→ Text:
....................
Tror Na Foe
(troh- na- fway) Is a phrase in the Ewe language (the people from whom our family sprang in the southeastern corner of Ghana) which means, roughly, "to come back and retrieve something that one has lost."
The Universe Is Made of Stories
"The universe is made
of stories, not of atoms"
First meeting between cousin Lawrence Agbemabiese
and I (left) at Gare du Nord, Paris, summer, 2006
(photo, Celeste Grant)
I have always been a lover and collector of stories, ever since I was a kid. No one who knew me back then was the least bit surprised when I became a serious young actor - that's one kind of professional storyteller; nor when as an adult, I became a writer, another time-honored way to turn storytelling into one's living.
As a screenwriter and playwright, I've always loved the challenge of bringing other peoples' stories to life. With the creation of the brand new blog you are now reading, I relish the opportunity, for once, to share one of my own. This is the story of how my family, separated by slavery between Africa, the Americas and the Caribbean; lost to one another for over two hundred fifty years, is in the midst now of reaching out across the historical and cultural divide to reclaim itself from the Great Trans-Atlantic Lost & Found. Through a stroke of Grace and great good luck, we have found not just the specific people from which one branch of our family arose in Africa; we have found a specific family with whom we have blood ties. They're in Ghana. And I'm getting ready, as I write this, to make my first trip - the first of many, many, I'm sure. It's been an incredible journey so far, but the truth is, it's really only just beginning. And I'm inviting you to come along this journey and walk it with me.
A Longing In Our Hearts
The old folks in our family always knew that I was deeply interested in their stories - their personal reminiscences of the teens, twenties, thirties, and forties, for sure - but especially the stories that had been passed down to them from the days of slavery. The stories were full of intriguing and often edifying glimpses of these ancestors. Tales about their grit and determination in the face of the terrible reality through which they lived were always inspirational food for the mind and spirit. And every time I was able to piece together some of the details of lives yet one more generation back; then another... it felt like a huge victory. My window on the past kept getting bigger; the vision through that window a little bit clearer. But like the vast majority of other African Americans, that window on the past never let me see any farther than the shores of this country. Only rarely did the stories passed down to me give more than a tantalizing hint about our family's origins in Africa.
....................
Saved data entry records:

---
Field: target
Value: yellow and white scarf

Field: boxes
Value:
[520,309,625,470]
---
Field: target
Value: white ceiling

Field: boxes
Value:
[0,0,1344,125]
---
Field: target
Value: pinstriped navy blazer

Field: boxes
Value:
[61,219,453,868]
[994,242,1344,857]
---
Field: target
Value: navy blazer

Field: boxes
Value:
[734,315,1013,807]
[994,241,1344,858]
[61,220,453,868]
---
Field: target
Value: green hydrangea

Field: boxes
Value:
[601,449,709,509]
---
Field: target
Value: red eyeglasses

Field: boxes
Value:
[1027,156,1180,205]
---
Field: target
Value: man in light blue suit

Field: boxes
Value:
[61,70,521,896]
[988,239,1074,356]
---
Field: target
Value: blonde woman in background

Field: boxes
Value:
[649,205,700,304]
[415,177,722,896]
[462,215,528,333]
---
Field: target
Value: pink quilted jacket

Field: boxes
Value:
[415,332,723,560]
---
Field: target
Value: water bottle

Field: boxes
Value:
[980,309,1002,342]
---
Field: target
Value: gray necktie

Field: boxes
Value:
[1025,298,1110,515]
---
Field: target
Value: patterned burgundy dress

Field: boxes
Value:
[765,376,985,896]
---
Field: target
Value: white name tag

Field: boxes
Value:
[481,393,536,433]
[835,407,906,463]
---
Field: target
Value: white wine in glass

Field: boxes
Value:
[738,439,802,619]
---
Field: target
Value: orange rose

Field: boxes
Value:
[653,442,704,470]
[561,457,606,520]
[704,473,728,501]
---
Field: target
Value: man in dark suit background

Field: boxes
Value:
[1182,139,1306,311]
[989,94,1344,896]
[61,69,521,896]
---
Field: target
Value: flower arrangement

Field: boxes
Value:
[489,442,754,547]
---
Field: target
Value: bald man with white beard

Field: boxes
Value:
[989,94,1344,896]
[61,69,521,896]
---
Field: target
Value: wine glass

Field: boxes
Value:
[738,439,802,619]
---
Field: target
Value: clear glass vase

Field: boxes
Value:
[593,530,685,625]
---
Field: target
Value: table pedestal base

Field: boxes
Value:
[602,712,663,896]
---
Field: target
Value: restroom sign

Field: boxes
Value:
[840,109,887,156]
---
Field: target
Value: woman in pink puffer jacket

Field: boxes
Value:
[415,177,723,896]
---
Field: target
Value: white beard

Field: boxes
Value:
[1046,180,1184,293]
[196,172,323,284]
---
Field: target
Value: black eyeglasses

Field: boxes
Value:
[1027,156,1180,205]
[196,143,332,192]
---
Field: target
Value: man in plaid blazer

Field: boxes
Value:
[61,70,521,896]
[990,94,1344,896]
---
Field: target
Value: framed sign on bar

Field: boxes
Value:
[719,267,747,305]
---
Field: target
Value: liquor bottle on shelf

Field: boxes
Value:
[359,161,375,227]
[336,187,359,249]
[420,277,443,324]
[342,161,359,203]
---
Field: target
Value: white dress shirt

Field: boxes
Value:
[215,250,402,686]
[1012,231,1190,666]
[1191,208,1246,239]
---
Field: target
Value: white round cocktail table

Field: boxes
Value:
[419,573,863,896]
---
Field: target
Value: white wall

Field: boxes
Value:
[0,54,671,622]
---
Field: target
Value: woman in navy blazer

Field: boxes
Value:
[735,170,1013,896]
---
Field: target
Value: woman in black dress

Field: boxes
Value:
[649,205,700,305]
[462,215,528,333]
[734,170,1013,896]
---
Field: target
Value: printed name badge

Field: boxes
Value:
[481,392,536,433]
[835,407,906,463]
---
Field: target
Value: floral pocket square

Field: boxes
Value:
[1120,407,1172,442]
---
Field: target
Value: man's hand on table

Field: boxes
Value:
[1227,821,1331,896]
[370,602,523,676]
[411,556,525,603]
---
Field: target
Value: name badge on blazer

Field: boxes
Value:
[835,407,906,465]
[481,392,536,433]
....................
→ Problem requirements:
Carry on the blog post about the family's search for its roots in Ghana, picking up right after its last sentence.

→ Result of this task:
In fact, throughout African American history, it's only been that extremely rare, once in a million story that takes family researchers where we really long to go - back to a solid connection with a specific place in Africa. The Africans from whom we are descended were not born "darkies", "niggers", "jigaboos" nor "spooks." Neither were they "Negroes" nor "coloreds," nor ignorant savages by anybody's definition of the word. They did not come "from nothing" as the ideology that propped up slavery insisted. They were, in fact, people from diverse cultures with rich, complex histories. Many of these cultures were urban and highly sophisticated. They were Ibo, Yoruba, Hausa and Fulani; they were Mande, Wolof, Fula, and Ewe and Balanta. They were farmers, and traders and fishermen; soldiers, tax collectors and royal courtiers; troubadors, priests and magicians.
On these shores, each was reduced to something less than human - a chattel slave. But in each of our families, that first African ancestor to arrive here was somebody, from someplace. He or she had a name. Many of us have nourished in our hearts a profound longing to speak those names if we could but know them - to let their recitation help us properly remember and honor our dead; to let their recitation help us, our children, and their children remember who we are... keep faith with the past as we march forward into whatever future we will make for ourselves.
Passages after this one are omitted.